%%

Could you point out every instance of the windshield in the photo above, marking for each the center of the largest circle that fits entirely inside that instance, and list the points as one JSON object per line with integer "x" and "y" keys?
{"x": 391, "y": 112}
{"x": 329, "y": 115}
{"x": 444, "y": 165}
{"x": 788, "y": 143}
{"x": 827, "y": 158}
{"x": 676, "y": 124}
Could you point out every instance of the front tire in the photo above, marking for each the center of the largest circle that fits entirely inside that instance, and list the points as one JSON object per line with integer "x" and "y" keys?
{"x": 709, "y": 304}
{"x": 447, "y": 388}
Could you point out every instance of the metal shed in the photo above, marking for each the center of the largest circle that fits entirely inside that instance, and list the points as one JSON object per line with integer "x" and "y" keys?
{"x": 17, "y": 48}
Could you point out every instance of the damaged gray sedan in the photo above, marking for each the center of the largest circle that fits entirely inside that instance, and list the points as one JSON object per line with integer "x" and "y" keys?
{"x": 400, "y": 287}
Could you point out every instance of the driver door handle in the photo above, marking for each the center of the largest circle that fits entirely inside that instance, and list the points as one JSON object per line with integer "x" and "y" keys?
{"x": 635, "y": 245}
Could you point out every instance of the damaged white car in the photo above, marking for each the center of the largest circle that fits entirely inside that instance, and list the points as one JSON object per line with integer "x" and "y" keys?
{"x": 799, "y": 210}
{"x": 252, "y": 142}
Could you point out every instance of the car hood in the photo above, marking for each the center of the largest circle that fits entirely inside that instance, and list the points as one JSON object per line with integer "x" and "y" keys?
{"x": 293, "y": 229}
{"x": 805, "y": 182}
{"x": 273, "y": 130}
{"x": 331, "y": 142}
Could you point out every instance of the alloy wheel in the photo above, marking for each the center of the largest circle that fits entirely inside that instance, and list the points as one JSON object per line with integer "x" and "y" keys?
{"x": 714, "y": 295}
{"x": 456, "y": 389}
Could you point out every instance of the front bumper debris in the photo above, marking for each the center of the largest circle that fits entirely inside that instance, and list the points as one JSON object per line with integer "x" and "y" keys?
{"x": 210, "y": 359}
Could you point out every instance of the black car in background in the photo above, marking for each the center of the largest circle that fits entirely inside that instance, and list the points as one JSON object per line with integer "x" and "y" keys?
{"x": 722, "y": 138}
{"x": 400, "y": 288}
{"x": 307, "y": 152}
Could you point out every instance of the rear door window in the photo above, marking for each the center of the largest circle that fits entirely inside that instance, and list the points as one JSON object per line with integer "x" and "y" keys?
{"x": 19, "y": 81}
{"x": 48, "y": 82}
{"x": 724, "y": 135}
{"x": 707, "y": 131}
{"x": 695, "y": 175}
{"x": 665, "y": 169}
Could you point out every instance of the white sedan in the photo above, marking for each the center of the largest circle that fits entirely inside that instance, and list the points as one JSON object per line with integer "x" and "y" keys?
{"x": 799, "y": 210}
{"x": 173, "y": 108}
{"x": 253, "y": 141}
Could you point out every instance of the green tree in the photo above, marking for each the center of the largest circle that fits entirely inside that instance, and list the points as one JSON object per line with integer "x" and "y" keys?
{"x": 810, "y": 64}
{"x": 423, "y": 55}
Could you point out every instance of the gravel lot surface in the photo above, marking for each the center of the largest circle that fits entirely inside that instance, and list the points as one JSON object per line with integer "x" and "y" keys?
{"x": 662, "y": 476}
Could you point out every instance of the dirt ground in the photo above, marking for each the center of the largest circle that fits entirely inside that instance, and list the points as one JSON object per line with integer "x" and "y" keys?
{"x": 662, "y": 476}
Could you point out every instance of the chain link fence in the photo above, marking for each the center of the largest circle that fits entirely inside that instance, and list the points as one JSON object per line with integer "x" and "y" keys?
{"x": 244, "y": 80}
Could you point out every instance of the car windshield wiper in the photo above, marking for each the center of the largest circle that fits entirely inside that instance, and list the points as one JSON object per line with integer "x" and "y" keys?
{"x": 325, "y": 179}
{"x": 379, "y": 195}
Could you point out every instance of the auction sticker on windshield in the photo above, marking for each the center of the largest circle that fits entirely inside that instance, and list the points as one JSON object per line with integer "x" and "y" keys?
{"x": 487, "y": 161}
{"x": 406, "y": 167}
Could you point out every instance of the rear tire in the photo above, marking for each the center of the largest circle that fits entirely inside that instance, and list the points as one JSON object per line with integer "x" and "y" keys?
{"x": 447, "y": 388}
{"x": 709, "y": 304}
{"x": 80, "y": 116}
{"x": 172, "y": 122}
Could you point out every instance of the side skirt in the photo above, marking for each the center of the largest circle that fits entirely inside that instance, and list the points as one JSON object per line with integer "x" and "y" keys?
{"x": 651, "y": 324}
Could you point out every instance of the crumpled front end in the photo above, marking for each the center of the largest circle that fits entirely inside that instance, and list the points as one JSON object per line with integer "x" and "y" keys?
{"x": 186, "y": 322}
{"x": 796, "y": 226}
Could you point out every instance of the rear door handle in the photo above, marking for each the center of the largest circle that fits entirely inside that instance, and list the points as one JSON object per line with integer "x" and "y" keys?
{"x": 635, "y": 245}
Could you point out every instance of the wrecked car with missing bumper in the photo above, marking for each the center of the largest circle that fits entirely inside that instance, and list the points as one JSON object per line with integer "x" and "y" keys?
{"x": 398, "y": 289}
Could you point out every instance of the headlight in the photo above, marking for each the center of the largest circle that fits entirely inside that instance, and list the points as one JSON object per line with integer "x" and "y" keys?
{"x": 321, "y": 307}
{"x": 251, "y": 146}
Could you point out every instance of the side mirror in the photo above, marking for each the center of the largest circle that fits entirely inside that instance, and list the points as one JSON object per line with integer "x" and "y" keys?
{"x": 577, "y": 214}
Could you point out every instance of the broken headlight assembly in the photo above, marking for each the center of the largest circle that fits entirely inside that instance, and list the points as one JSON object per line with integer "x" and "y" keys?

%%

**What you are asked to do**
Copy out every row above word for word, with no changes.

**In response**
Could you point out every instance of the windshield in the photo above, marking for each the center of the largest circle that fits entirely inside that instance, and list the points as one JSON object per line with integer "x" and "y" keys?
{"x": 391, "y": 112}
{"x": 329, "y": 115}
{"x": 444, "y": 165}
{"x": 788, "y": 143}
{"x": 827, "y": 158}
{"x": 676, "y": 124}
Could you point out every instance of the front tire in the photo above, marking for each the center of the largest circle that fits entirely inside that instance, and list the points as one JSON object per line with integer "x" and "y" keys?
{"x": 709, "y": 304}
{"x": 447, "y": 388}
Could you point out every instance of the metal shed in the photo above, marking for each the center of the largest circle that fits entirely inside that instance, and list the points as one JSON object per line with integer "x" and "y" keys?
{"x": 17, "y": 48}
Could you point out every instance of the damaged gray sedan in the photo above, marking for each the center of the largest circle that fits entirely inside that instance, and list the points as one JSON object per line with integer "x" and "y" keys?
{"x": 400, "y": 287}
Could you point out every instance of the driver door handle in the photo above, marking for each the center of the largest circle that fits entirely inside that instance, and list the points as one JSON object per line with integer "x" and "y" keys?
{"x": 635, "y": 245}
Could you point out every instance of the damaged white car in the photo above, marking for each the center of the largest circle that fits entirely inside that instance, and list the points as one JSON object per line with integer "x" and "y" keys?
{"x": 799, "y": 210}
{"x": 252, "y": 142}
Could you point out every instance of the car hood in the photo above, marking for each the center of the largest circle that fits entirely inside that instance, and list the points as one JSON object per line with integer "x" and "y" keys?
{"x": 293, "y": 229}
{"x": 805, "y": 182}
{"x": 273, "y": 130}
{"x": 331, "y": 142}
Could you point out every instance of the alloy wheel in the photo above, marking for each the center of the largest circle that fits entirely inside that instance, and list the points as one JSON object per line with integer "x" and "y" keys?
{"x": 714, "y": 295}
{"x": 456, "y": 389}
Could you point out every instance of the front bumper debris in the photo above, marking for each the center of the largest circle that fits entirely inside that instance, and list the points as one JSON object per line with integer "x" and "y" keys?
{"x": 210, "y": 359}
Could you point out every instance of the black car in background in the photo above, marking for each the center of the largest circle that fits entirely inside that instance, and list the points as one JSON object per line with integer "x" and "y" keys?
{"x": 722, "y": 138}
{"x": 400, "y": 288}
{"x": 307, "y": 152}
Could you point out every instance of the rear door window in the photo above, marking for each the center of the largest circle that fits entirely inside that instance, and list the points as one JSON object per line with integer "x" and "y" keys?
{"x": 19, "y": 81}
{"x": 48, "y": 82}
{"x": 724, "y": 135}
{"x": 707, "y": 131}
{"x": 695, "y": 175}
{"x": 665, "y": 169}
Could you point out every instance of the white sedan in the photo above, marking for each the center of the largest circle that fits entirely inside that instance, and list the points as one JSON object per line with integer "x" and "y" keys?
{"x": 799, "y": 210}
{"x": 173, "y": 108}
{"x": 253, "y": 141}
Could you point out every instance of the green tree in the photo above, marking for each the center of the largest circle that fits entirely inside that instance, and list the points as one JSON object per line with integer "x" and "y" keys?
{"x": 810, "y": 64}
{"x": 423, "y": 55}
Could you point out every instance of the gravel lot surface in the photo above, marking for each the center of the largest circle that fits entirely inside that instance, and list the points as one JSON object per line with integer "x" and "y" keys?
{"x": 662, "y": 476}
Could you point out every instance of the dirt ground in the photo above, marking for each the center of the largest circle that fits entirely inside that instance, and list the points as one JSON object per line with integer "x" and "y" keys?
{"x": 662, "y": 476}
Could you point out every instance of the chain link fence in the photo above, marking for each the center of the largest circle that fits entirely inside that instance, and list the points as one JSON object per line with integer "x" and "y" keys?
{"x": 244, "y": 80}
Could you point out every instance of the car windshield wiper in the photo above, marking for each the center of the largest circle that fits entirely inside that instance, and list the points as one JSON object per line with integer "x" and "y" keys?
{"x": 325, "y": 179}
{"x": 379, "y": 195}
Could you point out every instance of the auction sticker on windshield in the photo above, marking for each the center of the largest circle that fits entirely inside that instance, and list the points as one JSON object per line with integer "x" and "y" keys?
{"x": 487, "y": 161}
{"x": 406, "y": 167}
Could you point out every instance of the rear tire in the photo above, marking for each the center of the largest circle that fits entirely inside that instance, and list the points as one JSON object per line with integer "x" and "y" keys?
{"x": 447, "y": 388}
{"x": 709, "y": 304}
{"x": 80, "y": 116}
{"x": 172, "y": 122}
Could you point out every instance of the side skirt in the photo above, marking for each the center of the largest circle that fits entirely inside that instance, and list the points as one JSON object per line with integer "x" and "y" keys?
{"x": 651, "y": 324}
Could you point out every instance of the crumpled front end in the photo above, marking for each the center of the largest circle that fits entirely inside that instance, and list the points as one JSON object per line with integer "x" and "y" keys?
{"x": 186, "y": 322}
{"x": 796, "y": 226}
Could you point out every instance of the rear door handle in the photo above, marking for each the center of the largest circle that fits entirely inside that instance, and list the points as one JSON object per line with integer "x" and "y" keys?
{"x": 635, "y": 245}
Could you point out every instance of the wrecked car with missing bumper in the photo above, marking for each the center of the largest circle that fits entirely inside that instance, and list the points as one JSON object per line with integer "x" and "y" keys?
{"x": 398, "y": 289}
Could you point out every instance of the headlight in the photo above, marking for each the center of the largest circle that fits entirely inside that instance, and list the points as one JSON object per line with integer "x" and "y" keys?
{"x": 321, "y": 307}
{"x": 251, "y": 146}
Could you point out every instance of the side mirror in the photo above, marking for each the center of the largest circle that fits entirely inside that instance, and list the points as one JSON object per line with integer "x" and "y" keys?
{"x": 577, "y": 214}
Could you point out every instance of the broken headlight assembly in the photo above, marking for each the center of the largest circle that fits entirely inside that instance, and list the points as one JSON object per line with integer "x" and "y" keys?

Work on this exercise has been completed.